====== AVAILABLE RECORDS ======
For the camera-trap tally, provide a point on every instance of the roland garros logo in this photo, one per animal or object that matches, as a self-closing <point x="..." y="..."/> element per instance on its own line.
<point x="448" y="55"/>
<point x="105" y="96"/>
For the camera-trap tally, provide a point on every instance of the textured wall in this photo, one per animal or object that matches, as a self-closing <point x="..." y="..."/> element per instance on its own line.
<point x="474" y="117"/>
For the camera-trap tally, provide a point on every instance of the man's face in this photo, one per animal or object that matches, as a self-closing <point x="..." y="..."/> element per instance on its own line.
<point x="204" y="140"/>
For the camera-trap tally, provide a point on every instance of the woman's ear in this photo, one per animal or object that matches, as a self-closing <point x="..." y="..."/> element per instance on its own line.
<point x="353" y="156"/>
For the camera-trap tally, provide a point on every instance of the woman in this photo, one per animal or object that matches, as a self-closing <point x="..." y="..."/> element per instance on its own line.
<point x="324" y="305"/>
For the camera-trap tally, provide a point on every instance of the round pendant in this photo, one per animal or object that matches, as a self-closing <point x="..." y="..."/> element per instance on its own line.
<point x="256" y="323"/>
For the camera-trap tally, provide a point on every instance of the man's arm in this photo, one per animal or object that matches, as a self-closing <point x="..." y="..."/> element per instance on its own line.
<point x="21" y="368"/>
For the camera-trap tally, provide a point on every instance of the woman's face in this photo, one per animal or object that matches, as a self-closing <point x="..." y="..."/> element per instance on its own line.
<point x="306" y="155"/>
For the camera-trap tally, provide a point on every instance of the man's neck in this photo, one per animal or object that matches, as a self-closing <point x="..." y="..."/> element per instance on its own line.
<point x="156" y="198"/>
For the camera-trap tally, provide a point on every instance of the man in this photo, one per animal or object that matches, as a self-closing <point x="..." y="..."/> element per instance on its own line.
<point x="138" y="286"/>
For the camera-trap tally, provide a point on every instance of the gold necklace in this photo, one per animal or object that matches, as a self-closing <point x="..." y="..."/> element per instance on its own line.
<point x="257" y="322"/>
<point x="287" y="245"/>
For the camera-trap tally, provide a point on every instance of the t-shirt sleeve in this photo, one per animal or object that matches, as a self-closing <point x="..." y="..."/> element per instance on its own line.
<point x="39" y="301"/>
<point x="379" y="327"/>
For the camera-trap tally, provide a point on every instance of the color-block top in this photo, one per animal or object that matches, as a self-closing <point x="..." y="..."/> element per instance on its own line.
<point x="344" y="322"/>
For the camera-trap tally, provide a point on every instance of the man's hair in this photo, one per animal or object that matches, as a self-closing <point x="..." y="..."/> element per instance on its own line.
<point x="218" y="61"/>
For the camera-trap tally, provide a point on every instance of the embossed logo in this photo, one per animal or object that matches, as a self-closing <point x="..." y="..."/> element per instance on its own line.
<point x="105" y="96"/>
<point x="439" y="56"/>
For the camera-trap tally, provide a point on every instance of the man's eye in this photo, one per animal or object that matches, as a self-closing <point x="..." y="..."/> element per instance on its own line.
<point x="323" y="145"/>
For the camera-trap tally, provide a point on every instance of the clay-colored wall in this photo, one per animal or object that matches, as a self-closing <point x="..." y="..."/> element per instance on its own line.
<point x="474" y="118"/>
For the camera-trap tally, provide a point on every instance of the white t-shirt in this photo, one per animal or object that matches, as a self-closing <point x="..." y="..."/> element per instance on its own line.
======
* [EXERCISE]: Write out the entries above again, changing "camera-trap tally" to "inventory count" everywhere and leaving everything else unchanged.

* [FINAL ANSWER]:
For the inventory count, provide a point on every instance of the roland garros logo in this photo, one per animal or object that matches, as a self-closing <point x="..." y="..."/> element per instance on its own line.
<point x="448" y="55"/>
<point x="105" y="96"/>
For the inventory count, provide a point on every instance of the textured wall in this photo, one per animal or object that matches, as a self-closing <point x="..." y="..."/> element per instance on its own line.
<point x="474" y="117"/>
For the inventory count, provide a point on every instance of the man's face in this photo, one per animal or object that matches, as a self-closing <point x="..." y="..."/> element per instance on its own line.
<point x="204" y="140"/>
For the inventory count, provide a point on every instance of the woman's ear in this photo, one per animal or object that matches, as a self-closing <point x="..." y="..."/> element per instance on its own line.
<point x="353" y="156"/>
For the inventory count, provide a point on every instance of the woman in this photo, one per animal or object that matches, as a self-closing <point x="..." y="..."/> element per instance on its own line.
<point x="324" y="305"/>
For the inventory count, provide a point on every instance of the round pendant in this photo, one per animal or object that matches, as a self-closing <point x="..." y="..."/> element per instance on its own line.
<point x="256" y="323"/>
For the inventory count, provide a point on every instance of the man's arm in this photo, one per animal or object that matches, as a self-closing <point x="..." y="..."/> element per instance on its own line.
<point x="21" y="368"/>
For the inventory count, provide a point on every instance of the woman's face in this photo, one per animal or object that matches, as a self-closing <point x="..." y="..."/> element per instance on its own line.
<point x="306" y="155"/>
For the inventory count, provide a point on every instance of the man's neck in this photo, one per animal or object that matches, as a self-closing <point x="..." y="..."/> element per instance on its own line.
<point x="156" y="198"/>
For the inventory count, provide a point on every instance of the man in this photo, one per animal or object that matches, as a self-closing <point x="..." y="..."/> element per instance on its own line.
<point x="138" y="286"/>
For the inventory count, provide a point on every instance of the gold necklace in this photo, one per animal or object that matches, as a self-closing <point x="..." y="..."/> element per instance on its own line.
<point x="257" y="322"/>
<point x="287" y="245"/>
For the inventory count, provide a point on every instance of the t-shirt sleeve in this photo, one per animal or object that matches, as a self-closing <point x="..." y="..."/> element per instance on its own line.
<point x="39" y="301"/>
<point x="379" y="327"/>
For the inventory count, provide a point on every instance of the color-block top in this photo, one per animal or object that matches, as a self-closing <point x="..." y="..."/> element per instance on its own line.
<point x="344" y="322"/>
For the inventory count, provide a point on every instance of the man's hair in this photo, one per animal or object that matches, as a self-closing <point x="..." y="..."/> element per instance on its own line.
<point x="218" y="61"/>
For the inventory count, provide a point on every instance of the embossed logo in this photo, one per animal or object that matches, as a self-closing <point x="..." y="..."/> element per instance on its own line.
<point x="105" y="96"/>
<point x="439" y="56"/>
For the inventory count, provide a point on every instance of the man's eye in this photo, one per animal or object that matches, as a self-closing <point x="..." y="..."/> element per instance on its own line.
<point x="323" y="145"/>
For the inventory count, provide a point on every instance of the clay-colored wall in this photo, one per animal or object that matches, as a self-closing <point x="..." y="..."/> element per instance on its own line.
<point x="474" y="118"/>
For the inventory count, provide a point on every instance of the white t-shirt in this photo, one per animal or object that matches, as a self-closing <point x="..." y="..."/> element per instance on its own line.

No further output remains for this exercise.